### EXTRACT:
-- BEGIN --
Re: IP30: SMP, Almost there?

[Date Prev][Date Next][Thread Prev][Thread Next][Date Index][Thread Index]

 



On Fri, May 22, 2015 at 01:01:01PM +0100, Maciej W. Rozycki wrote:

> > Where I am lost is, though, why would I get an IBE on a 'beqz' instruction?
> 
>  A bus error is an external event, a signal asserted to the CPU by bus 
> logic on a failed read cycle.  Whether you get a Data or Instruction Bus 
> Error exception (DBE vs IBE) merely depends on whether it was a data read 
> or an instruction fetch cycle.  The class of the error is only resolved by 
> the CPU internally as obviously any external logic does not know the 
> reason the CPU put the read cycle on the bus for that failed.  Note that 
> the read cycle might well be a part of a cache fill.
> 
>  As it is a failure of a read that causes a bus error, it does not matter 
> whether the instruction that was supposed to be fetched is valid or not.  
> It has never been successfully fetched let alone decoded.  For an invalid 
> instruction that has been fetched and decoded you'd get a Reserved 
> Instruction exception instead.
-- END --
### RAW RECORDS:
-- BEGIN --
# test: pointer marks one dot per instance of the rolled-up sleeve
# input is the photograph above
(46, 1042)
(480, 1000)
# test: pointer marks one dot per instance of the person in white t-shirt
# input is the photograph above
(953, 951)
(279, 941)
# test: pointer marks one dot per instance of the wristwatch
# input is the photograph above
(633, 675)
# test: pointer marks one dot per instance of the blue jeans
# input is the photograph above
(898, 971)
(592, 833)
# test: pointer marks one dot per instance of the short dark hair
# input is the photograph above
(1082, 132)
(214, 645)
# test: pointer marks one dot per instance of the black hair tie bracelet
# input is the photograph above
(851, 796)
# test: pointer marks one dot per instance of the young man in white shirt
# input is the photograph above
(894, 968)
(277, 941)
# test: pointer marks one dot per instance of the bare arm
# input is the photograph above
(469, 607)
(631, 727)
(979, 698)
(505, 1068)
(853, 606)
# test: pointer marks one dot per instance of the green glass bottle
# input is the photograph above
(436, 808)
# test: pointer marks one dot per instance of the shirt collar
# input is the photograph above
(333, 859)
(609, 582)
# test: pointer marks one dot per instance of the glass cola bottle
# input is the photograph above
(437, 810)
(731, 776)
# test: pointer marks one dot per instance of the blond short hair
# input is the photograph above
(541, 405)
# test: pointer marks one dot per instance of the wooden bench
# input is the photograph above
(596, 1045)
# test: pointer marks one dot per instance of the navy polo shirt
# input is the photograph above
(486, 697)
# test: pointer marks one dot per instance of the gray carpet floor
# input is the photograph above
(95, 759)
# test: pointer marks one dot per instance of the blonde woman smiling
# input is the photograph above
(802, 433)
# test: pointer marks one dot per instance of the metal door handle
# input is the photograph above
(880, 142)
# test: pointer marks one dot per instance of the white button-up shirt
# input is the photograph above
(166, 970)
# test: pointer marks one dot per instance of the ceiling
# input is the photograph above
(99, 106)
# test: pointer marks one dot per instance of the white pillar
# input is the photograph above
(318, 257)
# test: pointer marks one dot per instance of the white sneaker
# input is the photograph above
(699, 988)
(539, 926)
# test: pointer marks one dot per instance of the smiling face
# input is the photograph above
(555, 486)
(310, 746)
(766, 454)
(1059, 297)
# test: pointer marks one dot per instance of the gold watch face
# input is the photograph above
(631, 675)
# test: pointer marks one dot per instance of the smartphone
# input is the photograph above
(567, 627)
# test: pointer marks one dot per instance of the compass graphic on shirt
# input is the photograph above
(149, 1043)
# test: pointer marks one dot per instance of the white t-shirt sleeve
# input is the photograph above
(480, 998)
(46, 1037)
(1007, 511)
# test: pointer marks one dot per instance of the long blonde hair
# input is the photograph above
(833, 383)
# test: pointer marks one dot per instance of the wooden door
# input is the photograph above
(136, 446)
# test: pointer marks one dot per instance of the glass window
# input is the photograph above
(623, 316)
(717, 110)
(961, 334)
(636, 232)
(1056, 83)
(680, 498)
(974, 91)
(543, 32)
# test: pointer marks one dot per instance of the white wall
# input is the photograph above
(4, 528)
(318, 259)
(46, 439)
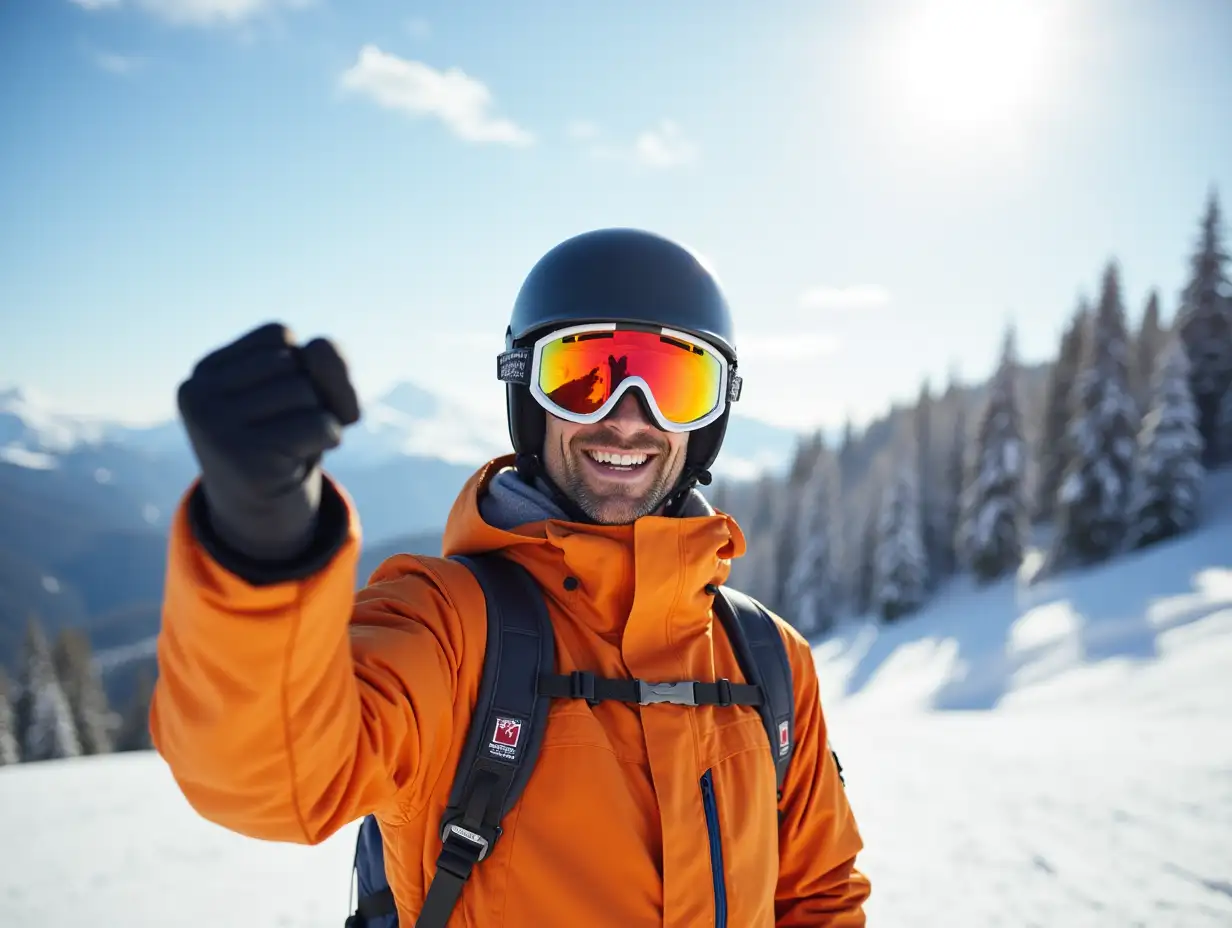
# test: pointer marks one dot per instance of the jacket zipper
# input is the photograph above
(716, 848)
-- END --
### TASK DIRECTIONS:
Reproduce the passage of the IP30 SMP post above from "[Date Prev][Date Next][Thread" up to and including "a 'beqz' instruction?".

### RESPONSE TO THIS EXERCISE:
[Date Prev][Date Next][Thread Prev][Thread Next][Date Index][Thread Index]

 



On Fri, May 22, 2015 at 01:01:01PM +0100, Maciej W. Rozycki wrote:

> > Where I am lost is, though, why would I get an IBE on a 'beqz' instruction?